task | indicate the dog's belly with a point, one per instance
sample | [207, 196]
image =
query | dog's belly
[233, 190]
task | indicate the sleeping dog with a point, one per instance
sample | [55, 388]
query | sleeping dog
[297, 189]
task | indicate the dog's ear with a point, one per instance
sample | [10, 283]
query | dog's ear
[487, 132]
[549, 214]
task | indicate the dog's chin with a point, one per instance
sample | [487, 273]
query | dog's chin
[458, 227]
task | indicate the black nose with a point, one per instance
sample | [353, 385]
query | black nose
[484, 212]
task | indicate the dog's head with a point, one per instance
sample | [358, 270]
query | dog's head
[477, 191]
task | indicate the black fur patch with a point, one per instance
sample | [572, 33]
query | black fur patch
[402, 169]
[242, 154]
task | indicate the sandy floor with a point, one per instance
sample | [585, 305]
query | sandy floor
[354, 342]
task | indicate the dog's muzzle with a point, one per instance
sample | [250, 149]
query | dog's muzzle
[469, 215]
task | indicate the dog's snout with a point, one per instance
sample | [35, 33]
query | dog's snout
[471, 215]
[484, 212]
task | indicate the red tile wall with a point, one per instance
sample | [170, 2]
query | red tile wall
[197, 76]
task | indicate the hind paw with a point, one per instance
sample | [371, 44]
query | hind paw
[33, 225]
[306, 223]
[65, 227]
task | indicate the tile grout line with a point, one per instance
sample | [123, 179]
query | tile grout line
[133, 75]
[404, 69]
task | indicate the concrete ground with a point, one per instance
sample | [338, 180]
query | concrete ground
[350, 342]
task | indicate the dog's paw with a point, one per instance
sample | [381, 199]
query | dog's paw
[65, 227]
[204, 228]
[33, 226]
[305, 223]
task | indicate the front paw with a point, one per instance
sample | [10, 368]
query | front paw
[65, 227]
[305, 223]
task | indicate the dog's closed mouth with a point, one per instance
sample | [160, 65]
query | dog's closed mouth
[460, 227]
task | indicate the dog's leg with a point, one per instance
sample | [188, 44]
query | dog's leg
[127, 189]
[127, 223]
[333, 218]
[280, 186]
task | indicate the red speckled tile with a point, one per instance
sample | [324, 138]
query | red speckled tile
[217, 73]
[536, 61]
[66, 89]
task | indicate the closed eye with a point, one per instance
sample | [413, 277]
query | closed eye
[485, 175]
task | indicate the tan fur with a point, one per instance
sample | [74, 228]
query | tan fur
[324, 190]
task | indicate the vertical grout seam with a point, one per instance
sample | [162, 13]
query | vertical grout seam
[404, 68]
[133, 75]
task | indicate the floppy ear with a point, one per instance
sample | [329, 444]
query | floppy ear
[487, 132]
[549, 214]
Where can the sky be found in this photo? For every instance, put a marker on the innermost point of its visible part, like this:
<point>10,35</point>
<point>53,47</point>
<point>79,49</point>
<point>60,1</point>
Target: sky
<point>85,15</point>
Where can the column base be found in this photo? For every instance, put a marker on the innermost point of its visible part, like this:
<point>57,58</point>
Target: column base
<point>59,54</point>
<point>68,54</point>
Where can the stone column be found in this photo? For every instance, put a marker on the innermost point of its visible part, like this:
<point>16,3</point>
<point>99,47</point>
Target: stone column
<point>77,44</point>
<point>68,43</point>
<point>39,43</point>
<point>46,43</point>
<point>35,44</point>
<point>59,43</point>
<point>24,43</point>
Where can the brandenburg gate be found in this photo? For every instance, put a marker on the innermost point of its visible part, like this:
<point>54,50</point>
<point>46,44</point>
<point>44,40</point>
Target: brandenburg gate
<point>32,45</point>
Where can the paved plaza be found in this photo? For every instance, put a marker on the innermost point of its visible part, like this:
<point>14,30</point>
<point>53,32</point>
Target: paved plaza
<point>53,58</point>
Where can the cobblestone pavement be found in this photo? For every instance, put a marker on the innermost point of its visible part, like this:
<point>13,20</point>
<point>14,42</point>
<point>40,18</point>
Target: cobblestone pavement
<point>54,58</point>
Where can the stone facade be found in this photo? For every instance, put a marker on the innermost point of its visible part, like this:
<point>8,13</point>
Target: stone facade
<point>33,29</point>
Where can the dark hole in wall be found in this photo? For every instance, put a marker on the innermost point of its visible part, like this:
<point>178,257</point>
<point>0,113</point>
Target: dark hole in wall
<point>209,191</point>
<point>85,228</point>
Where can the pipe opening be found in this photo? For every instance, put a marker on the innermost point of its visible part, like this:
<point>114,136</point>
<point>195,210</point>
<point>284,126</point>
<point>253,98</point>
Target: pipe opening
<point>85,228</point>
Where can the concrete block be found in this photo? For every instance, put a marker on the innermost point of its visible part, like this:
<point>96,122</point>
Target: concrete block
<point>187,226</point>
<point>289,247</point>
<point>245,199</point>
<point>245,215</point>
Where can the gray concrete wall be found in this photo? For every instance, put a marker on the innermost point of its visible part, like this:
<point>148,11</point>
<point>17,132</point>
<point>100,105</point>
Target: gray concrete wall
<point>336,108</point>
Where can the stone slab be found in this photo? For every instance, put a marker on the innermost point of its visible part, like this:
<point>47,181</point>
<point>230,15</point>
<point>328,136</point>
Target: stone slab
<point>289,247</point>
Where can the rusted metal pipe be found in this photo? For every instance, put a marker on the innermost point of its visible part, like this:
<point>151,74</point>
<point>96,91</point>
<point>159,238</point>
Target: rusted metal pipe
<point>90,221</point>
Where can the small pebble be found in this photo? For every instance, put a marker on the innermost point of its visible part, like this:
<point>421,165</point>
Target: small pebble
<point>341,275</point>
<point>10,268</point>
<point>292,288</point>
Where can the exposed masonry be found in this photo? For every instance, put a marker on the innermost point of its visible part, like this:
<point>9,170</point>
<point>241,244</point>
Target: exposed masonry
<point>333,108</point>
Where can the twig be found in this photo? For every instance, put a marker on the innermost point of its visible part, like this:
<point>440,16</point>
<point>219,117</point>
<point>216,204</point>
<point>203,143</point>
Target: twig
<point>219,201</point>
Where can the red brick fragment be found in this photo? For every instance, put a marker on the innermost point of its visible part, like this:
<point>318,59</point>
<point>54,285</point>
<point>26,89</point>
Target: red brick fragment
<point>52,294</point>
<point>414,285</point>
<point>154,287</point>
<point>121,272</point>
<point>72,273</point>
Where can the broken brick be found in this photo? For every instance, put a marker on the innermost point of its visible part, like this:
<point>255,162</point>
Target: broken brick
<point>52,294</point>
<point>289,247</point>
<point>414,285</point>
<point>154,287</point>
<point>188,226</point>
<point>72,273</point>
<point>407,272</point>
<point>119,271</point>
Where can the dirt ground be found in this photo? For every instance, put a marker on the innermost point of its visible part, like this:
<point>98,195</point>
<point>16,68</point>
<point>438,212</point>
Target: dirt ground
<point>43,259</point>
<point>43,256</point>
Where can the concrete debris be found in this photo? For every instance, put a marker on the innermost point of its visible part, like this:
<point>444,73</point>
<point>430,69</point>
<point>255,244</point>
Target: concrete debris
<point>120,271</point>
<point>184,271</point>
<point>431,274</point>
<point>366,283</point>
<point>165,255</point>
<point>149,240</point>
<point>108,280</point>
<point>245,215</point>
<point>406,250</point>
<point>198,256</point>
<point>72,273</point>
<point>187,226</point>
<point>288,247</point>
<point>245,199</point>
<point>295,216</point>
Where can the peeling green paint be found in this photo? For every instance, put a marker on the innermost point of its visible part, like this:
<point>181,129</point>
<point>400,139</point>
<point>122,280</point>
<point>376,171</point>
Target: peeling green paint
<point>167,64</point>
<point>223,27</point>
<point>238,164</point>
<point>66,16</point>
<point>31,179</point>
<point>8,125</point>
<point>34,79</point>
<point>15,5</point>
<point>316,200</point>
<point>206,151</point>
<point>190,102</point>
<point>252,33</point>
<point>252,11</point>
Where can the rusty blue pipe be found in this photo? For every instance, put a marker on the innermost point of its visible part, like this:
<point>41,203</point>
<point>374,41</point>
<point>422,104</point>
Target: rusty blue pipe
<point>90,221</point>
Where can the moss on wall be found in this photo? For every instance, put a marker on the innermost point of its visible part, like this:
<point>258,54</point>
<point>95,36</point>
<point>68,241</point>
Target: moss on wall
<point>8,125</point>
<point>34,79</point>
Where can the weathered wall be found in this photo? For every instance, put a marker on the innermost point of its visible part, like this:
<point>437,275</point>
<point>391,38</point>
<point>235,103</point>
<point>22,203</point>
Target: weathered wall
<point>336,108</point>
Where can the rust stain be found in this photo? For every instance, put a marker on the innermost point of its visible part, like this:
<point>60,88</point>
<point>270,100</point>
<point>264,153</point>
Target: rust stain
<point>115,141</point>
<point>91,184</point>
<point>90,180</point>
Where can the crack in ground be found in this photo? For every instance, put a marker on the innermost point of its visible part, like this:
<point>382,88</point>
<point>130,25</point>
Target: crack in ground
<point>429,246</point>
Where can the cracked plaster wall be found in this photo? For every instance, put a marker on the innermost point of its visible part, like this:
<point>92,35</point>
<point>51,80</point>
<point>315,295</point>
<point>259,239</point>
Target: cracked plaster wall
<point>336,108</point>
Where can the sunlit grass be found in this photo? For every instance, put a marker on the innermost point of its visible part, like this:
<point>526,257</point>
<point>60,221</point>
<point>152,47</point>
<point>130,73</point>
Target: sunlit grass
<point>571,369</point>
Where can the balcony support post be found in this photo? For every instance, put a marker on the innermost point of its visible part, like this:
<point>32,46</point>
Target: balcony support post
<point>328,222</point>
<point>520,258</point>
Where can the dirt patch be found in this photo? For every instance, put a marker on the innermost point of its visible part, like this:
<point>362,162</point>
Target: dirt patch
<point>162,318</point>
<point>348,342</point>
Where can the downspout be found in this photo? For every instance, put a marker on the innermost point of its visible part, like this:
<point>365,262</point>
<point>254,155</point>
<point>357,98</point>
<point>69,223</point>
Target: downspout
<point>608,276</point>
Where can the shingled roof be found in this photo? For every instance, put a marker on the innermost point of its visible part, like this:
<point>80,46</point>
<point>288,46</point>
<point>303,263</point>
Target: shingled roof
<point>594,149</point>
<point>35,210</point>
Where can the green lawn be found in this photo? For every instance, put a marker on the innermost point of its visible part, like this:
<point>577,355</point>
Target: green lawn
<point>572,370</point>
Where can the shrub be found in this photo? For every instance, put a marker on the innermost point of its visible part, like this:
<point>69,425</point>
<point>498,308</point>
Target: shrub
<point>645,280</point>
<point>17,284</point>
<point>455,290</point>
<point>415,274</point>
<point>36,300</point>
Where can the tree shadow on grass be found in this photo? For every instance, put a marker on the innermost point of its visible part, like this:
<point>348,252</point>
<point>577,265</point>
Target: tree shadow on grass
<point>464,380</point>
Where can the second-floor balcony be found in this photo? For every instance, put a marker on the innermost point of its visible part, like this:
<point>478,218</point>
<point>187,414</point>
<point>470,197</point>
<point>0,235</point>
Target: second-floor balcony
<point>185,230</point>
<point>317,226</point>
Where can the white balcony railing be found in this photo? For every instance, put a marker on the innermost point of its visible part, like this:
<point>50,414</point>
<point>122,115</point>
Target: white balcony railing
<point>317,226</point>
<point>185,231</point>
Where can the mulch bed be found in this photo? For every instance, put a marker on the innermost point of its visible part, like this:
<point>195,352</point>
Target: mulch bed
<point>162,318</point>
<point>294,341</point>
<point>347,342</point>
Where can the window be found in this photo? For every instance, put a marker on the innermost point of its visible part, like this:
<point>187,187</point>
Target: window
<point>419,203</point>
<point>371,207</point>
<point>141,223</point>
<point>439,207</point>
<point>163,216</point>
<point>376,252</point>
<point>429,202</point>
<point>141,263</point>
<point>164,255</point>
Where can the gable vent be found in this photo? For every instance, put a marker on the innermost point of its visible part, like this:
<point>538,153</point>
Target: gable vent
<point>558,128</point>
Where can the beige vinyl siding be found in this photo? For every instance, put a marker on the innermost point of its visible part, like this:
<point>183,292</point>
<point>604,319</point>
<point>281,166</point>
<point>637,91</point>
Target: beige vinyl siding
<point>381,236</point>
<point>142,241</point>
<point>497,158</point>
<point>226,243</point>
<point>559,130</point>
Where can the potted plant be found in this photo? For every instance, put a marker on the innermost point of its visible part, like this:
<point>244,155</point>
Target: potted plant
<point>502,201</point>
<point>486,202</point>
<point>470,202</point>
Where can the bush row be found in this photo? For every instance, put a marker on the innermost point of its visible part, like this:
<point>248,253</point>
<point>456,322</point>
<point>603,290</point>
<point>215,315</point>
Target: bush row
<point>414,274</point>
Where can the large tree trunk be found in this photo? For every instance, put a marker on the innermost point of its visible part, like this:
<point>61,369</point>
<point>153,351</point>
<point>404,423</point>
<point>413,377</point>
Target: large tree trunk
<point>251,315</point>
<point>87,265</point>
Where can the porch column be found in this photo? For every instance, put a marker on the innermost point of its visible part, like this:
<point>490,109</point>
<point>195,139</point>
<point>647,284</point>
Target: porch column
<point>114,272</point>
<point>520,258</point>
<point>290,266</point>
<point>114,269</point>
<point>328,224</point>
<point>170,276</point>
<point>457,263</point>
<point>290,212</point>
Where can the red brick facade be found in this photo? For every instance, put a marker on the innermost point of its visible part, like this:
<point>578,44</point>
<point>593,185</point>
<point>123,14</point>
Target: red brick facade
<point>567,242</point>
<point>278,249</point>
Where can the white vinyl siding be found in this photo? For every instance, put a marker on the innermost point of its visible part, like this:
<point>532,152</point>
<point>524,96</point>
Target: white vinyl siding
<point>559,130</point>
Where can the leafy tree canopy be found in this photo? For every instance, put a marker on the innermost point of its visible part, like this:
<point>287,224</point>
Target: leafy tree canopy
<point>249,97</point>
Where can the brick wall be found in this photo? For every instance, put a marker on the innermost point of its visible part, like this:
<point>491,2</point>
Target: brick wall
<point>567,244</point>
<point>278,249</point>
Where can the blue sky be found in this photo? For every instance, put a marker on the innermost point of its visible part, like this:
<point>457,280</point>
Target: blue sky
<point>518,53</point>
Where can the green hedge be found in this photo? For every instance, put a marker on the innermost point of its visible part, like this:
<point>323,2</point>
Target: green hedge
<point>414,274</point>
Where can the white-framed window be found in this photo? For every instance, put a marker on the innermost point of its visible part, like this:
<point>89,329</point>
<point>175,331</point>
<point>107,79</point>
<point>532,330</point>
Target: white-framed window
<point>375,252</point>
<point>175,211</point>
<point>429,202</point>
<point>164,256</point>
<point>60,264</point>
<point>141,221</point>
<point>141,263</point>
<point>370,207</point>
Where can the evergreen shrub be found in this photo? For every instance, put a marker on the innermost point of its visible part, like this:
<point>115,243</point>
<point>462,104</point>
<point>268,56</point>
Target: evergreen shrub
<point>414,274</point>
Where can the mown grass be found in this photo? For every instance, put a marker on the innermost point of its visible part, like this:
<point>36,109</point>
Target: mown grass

========================================================================

**Task to complete**. Among the entries above, the line containing "<point>152,47</point>", the line containing "<point>32,46</point>", and all lines between them are to be restated word for word; nothing else belongs in the reply.

**The completed task**.
<point>152,47</point>
<point>130,73</point>
Target: sunlit grass
<point>571,369</point>
Where can the balcony support post be found in this photo? For every instance, put a marker on the innermost point of its visible part, like this:
<point>32,46</point>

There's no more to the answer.